§ **SOURCE TEXT**:
====================
What is an herbarium?

Pressed and living samples of
Nepenthes burbidigeae


By Michael Chamberland

An herbarium is a repository of preserved and labeled plant specimens, arranged to allow easy access and archival storage. The specimens are typically in the form of herbarium sheets: pressed and dried plants that have been glued or sewn to a sheet of heavy paper together with a data label. The label describes useful information including the plant's Latin name, the origin of the collection, the date of collection, and the name of the collector. Herbarium sheets are all of standardized size and arrangement, and are filed in protective storage cabinets. Within these cabinets the specimens are arranged according to the family, genus, and species they represent, as well as the geographic location from which they were collected.

Our Mission: The mission of an herbarium is to preserve and document the diversity of plants - from duckweed to sequoias. This mission to preserve all forms of plant life may be complicated by those that are too large or bulky to press and fit on a standard herbarium sheet. Cacti, palms, and rock-growing lichens present such challenges. In some cases a specimen may be spread out on several separate sheets. Large structures like pine cones may be stored in separate boxes. Delicate organs such as orchid flowers may be pickled and stored in jars. Specimens may also be complemented by photographs added to the sheet.

Other Collections: Many herbaria also preserve specimens of fungi, lichens, and even some bacteria (plant pathogens and cyanobacteria) in their collections. These organisms are not plants, but historically these "plant-like" organisms or structures (such as the fleshy fruiting bodies of fungi) were regarded as plants. Since these specimens may be preserved in much the same way as plants, their place in herbaria has been maintained. However, no herbaria attempt to fully represent the diverse kingdoms of Fungi or Monera.
====================
§ **DATA LISTING**:
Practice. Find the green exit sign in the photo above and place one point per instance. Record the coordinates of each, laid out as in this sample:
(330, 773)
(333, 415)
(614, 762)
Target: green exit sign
====================
§ **EXERCISE**: Please copy the herbarium text word for word from "Pressed and living" to "they were collected.".

§ **RESPONSE TO THIS TASK**:
Pressed and living samples of
Nepenthes burbidigeae


By Michael Chamberland

An herbarium is a repository of preserved and labeled plant specimens, arranged to allow easy access and archival storage. The specimens are typically in the form of herbarium sheets: pressed and dried plants that have been glued or sewn to a sheet of heavy paper together with a data label. The label describes useful information including the plant's Latin name, the origin of the collection, the date of collection, and the name of the collector. Herbarium sheets are all of standardized size and arrangement, and are filed in protective storage cabinets. Within these cabinets the specimens are arranged according to the family, genus, and species they represent, as well as the geographic location from which they were collected.